## Instruções de trabalho
Escreva a continuação do texto sobre o Orçamento do Estado para 2021 e a fiscalidade das empresas, começando logo após a última frase apresentada.

## Excerto fornecido
= = = = =
OE2021. A (in)evitabilidade do Orçamento de fiscalidade oculta

Joana Cunha d’Almeida, advogada fiscalista e sócia da Antas da Cunha Ecija, avalia a proposta orçamental que vai ser submetida a votação final no próximo dia 26.

 

O estado da Nação e a situação de precaridade e urgência económica e social em que milhares de portugueses se veem ou verão mergulhados de um dia para o outro, justificam um Orçamento do Estado dotado de uma fiscalidade que se veja.

Num momento excecional, compreende-se a opção por medidas provisórias e conjunturais por ser óbvia e necessária a resposta política às graves e urgentes questões sociais. Compreendem-se as dificuldades inerentes à elaboração de um orçamento em contexto de incerteza e imprevisibilidade.

Já é, no entanto, do campo da boa vontade compreender o manifesto esquecimento a que este orçamento relega o maior motor da economia portuguesa – as empresas. O Orçamento do Estado não prepara o país para as graves deficiências estruturais que se antecipam já como inevitáveis. O orçamento tapa buracos sem cuidar de travar a cratera que se abre na economia.

Portugal apresenta uma carga fiscal empresarial superior à média da Europa e não aproveita este momento para aliviar a pressão que obriga as empresas a um esforço constante pela sobrevivência.

Para melhor enquadrar a urgente necessidade de apoio às empresas através de alívio fiscal, utilizamos o exemplo das atividades diretamente relacionadas com o Turismo, tão gravemente afetado pelos efeitos da pandemia.

A nossa economia é fortemente dependente das exportações, em que se incluem as despesas que os turistas estrangeiros fazem no país em hotéis, restaurantes ou atividades de lazer.

As atividades de alojamento e restauração empregavam, no final de 2019, mais de 350 mil pessoas, correspondendo a uma percentagem de aproximadamente 7,5% do total do emprego no país (valor superior ao de setores como a educação, as atividades na área da saúde ou o setor da construção).
= = = = =
[Registos contidos num conjunto de dados]

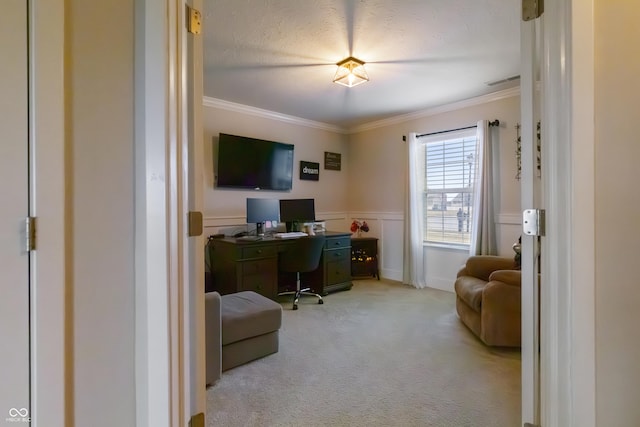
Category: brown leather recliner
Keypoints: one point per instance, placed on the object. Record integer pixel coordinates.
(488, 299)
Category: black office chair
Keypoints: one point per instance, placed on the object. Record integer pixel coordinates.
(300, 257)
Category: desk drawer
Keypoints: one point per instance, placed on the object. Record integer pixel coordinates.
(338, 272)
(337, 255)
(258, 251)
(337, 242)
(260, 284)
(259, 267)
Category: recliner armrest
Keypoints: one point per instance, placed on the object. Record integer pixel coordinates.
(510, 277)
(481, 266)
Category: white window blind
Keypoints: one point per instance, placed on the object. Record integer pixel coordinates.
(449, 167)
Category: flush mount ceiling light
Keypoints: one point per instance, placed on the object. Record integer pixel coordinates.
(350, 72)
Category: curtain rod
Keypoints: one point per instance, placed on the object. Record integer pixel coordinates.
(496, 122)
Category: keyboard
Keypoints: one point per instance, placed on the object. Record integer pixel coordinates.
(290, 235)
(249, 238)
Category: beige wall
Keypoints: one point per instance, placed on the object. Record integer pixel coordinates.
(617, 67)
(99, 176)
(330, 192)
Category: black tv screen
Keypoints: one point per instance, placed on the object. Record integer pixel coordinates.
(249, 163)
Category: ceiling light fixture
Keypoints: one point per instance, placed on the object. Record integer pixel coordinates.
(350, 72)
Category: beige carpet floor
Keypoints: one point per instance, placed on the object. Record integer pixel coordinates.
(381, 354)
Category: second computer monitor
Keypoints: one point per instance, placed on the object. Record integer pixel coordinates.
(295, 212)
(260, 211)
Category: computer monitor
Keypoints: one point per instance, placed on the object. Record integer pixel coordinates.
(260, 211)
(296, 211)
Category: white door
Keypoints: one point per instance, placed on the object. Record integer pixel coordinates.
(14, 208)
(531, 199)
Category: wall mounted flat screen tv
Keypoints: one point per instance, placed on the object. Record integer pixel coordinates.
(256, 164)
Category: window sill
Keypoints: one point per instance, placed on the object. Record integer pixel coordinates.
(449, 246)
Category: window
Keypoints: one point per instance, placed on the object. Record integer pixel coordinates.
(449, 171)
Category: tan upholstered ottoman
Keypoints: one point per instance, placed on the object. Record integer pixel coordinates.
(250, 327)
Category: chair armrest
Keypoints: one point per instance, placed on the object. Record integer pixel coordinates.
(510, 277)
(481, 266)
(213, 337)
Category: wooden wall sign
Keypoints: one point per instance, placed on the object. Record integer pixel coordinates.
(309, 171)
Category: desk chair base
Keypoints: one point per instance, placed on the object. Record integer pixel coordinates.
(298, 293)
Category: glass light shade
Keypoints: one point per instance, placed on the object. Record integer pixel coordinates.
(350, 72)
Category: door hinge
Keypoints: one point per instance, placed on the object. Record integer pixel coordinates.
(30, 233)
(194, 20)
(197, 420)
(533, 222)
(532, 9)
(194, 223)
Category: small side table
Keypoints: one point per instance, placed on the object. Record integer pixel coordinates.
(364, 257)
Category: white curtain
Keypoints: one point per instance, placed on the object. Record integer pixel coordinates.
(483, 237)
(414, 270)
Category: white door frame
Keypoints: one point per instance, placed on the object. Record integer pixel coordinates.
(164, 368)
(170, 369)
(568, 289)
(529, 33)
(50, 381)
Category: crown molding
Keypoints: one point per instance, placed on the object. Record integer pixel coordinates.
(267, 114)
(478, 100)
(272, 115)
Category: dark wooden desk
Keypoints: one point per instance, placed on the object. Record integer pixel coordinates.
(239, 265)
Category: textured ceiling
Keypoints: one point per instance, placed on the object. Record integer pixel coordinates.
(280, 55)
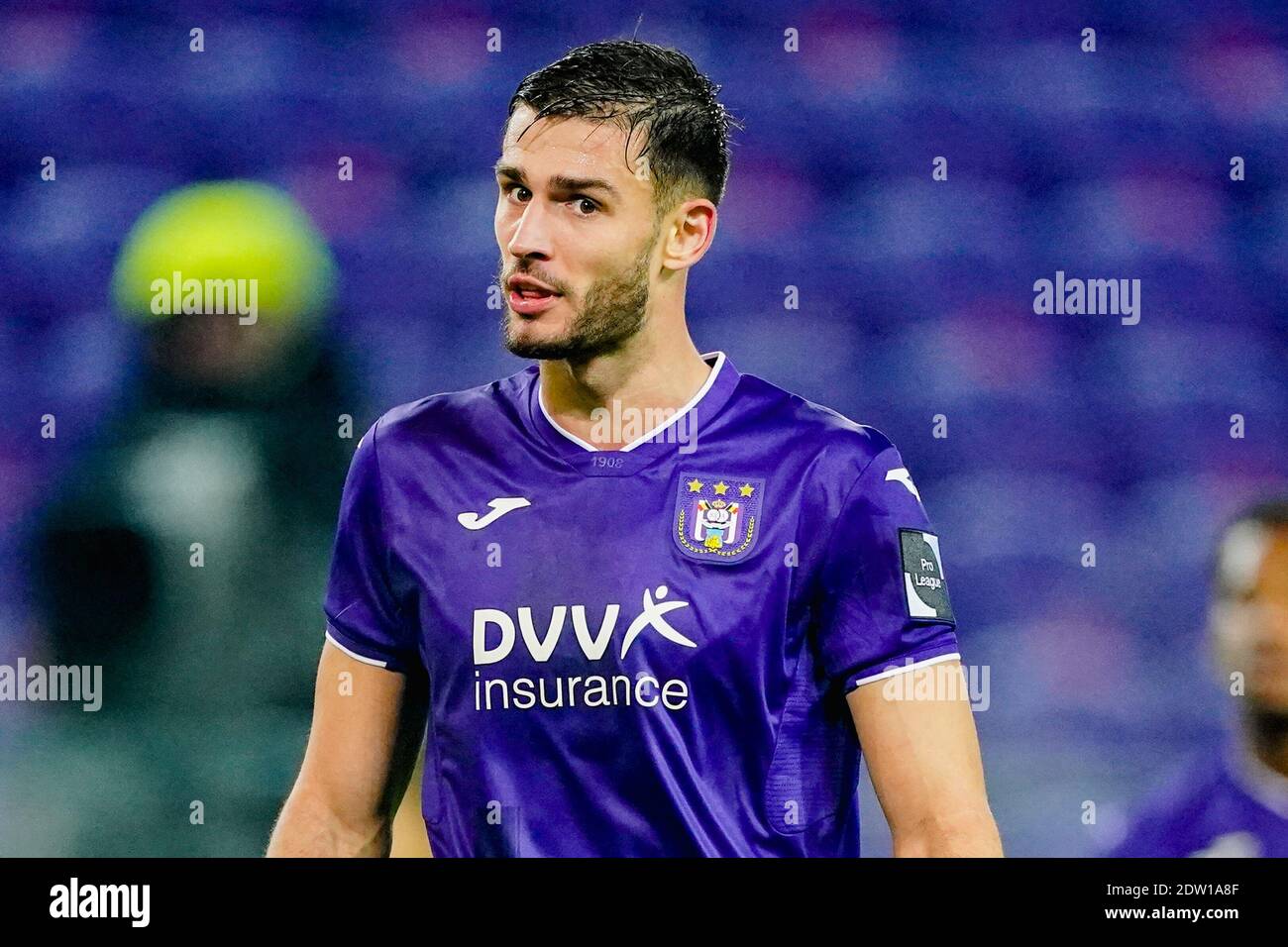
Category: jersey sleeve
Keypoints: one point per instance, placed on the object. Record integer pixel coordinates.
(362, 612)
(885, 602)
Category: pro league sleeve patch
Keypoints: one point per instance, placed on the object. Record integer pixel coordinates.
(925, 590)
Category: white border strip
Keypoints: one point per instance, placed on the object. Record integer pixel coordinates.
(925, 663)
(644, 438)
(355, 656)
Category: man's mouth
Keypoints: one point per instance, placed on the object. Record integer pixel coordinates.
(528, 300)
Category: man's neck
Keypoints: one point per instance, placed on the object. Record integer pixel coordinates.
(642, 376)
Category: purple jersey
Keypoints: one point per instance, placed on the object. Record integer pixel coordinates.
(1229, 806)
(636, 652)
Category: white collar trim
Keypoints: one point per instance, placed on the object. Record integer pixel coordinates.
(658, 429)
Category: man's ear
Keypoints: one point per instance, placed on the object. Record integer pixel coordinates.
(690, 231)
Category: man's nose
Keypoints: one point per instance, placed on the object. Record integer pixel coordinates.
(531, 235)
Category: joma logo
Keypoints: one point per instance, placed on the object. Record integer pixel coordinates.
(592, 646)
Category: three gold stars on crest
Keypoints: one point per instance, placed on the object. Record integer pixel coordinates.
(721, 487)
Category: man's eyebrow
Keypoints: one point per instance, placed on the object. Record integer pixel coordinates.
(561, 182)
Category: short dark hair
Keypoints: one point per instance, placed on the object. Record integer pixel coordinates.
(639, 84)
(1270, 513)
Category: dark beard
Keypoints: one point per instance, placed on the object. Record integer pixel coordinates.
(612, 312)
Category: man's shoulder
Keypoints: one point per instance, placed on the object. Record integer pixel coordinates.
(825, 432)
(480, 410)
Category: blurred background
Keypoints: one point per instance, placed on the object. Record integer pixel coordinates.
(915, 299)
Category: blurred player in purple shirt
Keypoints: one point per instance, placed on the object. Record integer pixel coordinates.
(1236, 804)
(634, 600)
= = = = =
## Resposta apresentada
O ano de 2019 encerra com um notável superavit na nossa balança comercial de viagens e turismo, com exportações de € 18,5 mil milhões contra € 5,3 mil milhões de importações.

Apesar da importância destes valores macro, as empresas do setor empregam em média apenas 3,4 pessoas, e só metade declara lucros tributados em IRC. Trata-se de um dos piores índices de rentabilidade do país, aproximadamente 10 pontos percentuais abaixo da média.

Estes dados são reveladores: apesar de responsável por uma importante fatia das exportações e de assim contribuir para a saúde financeira do país, o setor do Turismo apresenta fragilidades que o tornam permeável aos danos causados pela pandemia, com impacto direto nas famílias que do mesmo dependem.

É caso para dizer que, especialmente em 2021, para proteger as famílias o Orçamento do Estado não pode esquecer-se das empresas.

De entre as possíveis, vemos especial bondade em medidas como a redução da taxa de IRC para os setores mais fortemente atingidos, a possibilidade de utilização da totalidade dos prejuízos fiscais disponíveis ou mesmo a isenção de IRC em caso de afetação de lucros a reforço de capitais próprios. O momento é, infelizmente, de uma fiscalidade inevitável.